» AIM OF THE TASK:
Please collect every line of the entries below that contains the string "building", treating uppercase and lowercase letters as different.

» DATA:
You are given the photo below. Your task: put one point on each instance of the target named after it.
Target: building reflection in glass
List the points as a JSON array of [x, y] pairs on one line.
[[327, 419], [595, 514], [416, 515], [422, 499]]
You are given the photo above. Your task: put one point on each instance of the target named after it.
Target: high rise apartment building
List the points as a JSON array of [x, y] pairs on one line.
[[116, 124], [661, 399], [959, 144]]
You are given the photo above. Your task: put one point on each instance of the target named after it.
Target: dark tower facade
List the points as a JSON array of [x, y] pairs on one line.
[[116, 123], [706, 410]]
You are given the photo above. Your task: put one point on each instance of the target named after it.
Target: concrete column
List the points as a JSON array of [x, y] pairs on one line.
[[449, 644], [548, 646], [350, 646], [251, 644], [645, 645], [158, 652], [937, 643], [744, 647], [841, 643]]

==

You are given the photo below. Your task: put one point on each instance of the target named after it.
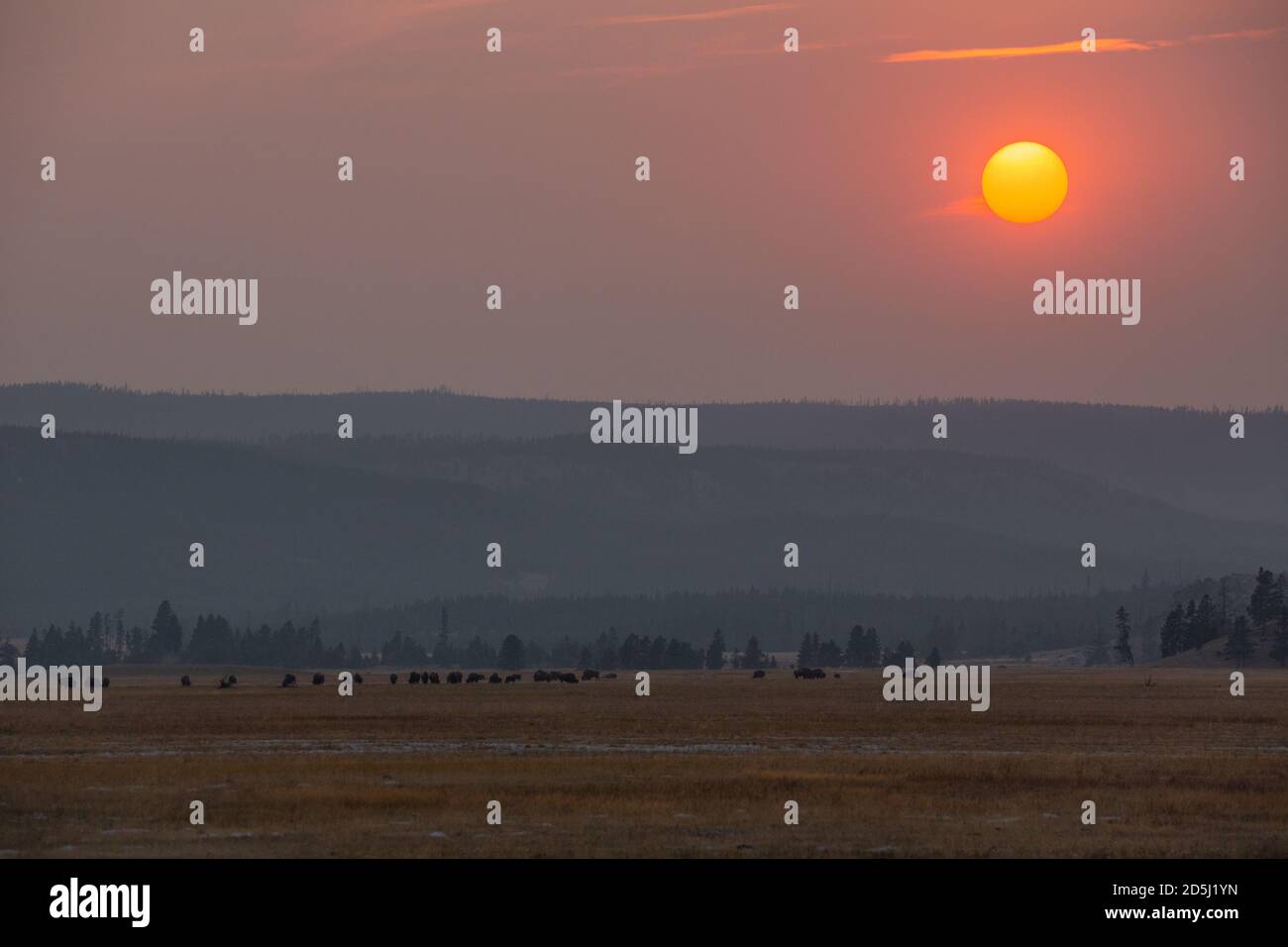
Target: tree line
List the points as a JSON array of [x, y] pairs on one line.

» EXERCISE RESULT:
Target: building reflection in glass
Target: high rise apartment building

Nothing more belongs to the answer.